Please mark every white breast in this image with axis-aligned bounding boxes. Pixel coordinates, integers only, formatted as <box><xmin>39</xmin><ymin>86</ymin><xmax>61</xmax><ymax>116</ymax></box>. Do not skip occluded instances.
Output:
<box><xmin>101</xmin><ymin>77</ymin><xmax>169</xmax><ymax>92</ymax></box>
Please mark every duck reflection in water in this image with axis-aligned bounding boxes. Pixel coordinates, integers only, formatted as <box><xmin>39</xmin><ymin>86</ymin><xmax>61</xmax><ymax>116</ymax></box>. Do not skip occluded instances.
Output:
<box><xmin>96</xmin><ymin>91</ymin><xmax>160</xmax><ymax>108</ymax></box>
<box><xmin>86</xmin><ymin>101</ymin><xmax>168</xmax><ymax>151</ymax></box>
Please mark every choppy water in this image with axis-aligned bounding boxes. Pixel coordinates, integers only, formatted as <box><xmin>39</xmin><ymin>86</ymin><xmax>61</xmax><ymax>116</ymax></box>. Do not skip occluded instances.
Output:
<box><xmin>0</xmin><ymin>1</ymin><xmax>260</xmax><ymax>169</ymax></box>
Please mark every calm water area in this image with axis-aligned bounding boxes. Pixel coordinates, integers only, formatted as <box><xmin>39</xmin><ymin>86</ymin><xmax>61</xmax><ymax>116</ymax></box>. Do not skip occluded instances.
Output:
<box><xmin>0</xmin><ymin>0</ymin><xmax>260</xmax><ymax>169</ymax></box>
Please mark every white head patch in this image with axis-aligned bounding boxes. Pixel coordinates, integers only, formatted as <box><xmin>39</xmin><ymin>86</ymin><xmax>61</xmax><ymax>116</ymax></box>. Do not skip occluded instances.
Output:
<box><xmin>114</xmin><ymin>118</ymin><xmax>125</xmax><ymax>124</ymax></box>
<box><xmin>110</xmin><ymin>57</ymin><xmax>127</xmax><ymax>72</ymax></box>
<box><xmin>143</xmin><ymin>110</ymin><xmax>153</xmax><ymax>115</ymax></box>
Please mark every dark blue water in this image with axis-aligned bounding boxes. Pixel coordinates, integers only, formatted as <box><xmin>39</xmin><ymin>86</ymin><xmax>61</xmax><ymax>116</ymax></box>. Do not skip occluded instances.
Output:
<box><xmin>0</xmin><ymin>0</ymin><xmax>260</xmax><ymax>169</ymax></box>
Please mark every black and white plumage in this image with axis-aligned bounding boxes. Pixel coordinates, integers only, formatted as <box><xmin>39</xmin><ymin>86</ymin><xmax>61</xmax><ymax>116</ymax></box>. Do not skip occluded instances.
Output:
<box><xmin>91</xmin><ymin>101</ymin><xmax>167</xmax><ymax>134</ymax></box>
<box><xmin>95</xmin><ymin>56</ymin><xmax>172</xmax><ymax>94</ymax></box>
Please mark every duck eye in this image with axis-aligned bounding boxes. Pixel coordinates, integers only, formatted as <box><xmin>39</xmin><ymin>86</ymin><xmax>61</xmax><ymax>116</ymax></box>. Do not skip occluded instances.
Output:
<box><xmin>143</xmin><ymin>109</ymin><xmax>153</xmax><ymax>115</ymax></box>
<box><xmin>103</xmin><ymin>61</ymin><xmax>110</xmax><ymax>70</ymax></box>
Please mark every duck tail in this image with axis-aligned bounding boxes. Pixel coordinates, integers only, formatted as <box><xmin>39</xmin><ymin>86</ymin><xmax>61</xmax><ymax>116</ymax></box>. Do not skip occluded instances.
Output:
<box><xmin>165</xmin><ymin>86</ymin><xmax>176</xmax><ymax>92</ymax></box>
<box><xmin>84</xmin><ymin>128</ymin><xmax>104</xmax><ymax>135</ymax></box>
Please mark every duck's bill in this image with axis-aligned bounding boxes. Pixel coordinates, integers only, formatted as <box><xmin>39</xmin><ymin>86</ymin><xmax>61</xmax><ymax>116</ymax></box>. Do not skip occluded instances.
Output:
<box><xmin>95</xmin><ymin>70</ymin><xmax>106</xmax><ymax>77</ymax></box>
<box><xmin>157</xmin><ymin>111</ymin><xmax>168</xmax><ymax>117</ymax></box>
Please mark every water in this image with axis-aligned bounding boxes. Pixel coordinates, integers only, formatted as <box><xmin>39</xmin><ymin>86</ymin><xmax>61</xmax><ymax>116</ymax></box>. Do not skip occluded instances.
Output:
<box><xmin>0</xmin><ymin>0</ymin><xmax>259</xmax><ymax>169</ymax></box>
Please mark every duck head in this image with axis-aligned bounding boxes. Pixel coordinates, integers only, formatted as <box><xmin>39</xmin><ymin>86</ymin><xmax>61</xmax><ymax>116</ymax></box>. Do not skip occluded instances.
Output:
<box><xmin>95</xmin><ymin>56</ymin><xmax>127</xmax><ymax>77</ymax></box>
********************
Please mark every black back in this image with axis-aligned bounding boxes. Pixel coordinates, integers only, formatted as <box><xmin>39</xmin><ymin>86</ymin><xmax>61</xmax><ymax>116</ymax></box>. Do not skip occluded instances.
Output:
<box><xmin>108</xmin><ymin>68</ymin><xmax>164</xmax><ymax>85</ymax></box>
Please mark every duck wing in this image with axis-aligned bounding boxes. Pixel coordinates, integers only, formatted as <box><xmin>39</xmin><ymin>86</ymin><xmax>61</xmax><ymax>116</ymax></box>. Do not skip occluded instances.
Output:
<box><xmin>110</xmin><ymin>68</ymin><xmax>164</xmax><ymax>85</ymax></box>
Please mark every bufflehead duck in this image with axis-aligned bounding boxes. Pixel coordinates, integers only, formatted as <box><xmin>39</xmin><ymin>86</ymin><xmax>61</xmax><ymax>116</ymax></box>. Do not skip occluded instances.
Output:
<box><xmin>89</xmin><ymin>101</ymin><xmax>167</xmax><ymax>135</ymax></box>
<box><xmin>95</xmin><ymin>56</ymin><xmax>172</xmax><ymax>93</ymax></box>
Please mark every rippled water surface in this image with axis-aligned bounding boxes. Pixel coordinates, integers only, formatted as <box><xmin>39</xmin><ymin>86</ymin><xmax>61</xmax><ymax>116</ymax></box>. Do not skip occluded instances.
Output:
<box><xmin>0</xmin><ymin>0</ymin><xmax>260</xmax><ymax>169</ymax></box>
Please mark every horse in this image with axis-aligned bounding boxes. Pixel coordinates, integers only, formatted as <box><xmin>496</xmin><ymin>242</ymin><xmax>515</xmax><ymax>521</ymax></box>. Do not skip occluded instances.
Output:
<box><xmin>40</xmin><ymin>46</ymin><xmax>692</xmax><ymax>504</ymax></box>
********************
### [Request]
List each line of the records above that contains the word "plumage", copying every such line in full.

### [Right answer]
Please mark every black and white plumage in this image with axis-aligned bounding boxes. Pixel coordinates, integers only, formatted as <box><xmin>39</xmin><ymin>86</ymin><xmax>61</xmax><ymax>116</ymax></box>. Do not skip occluded instances.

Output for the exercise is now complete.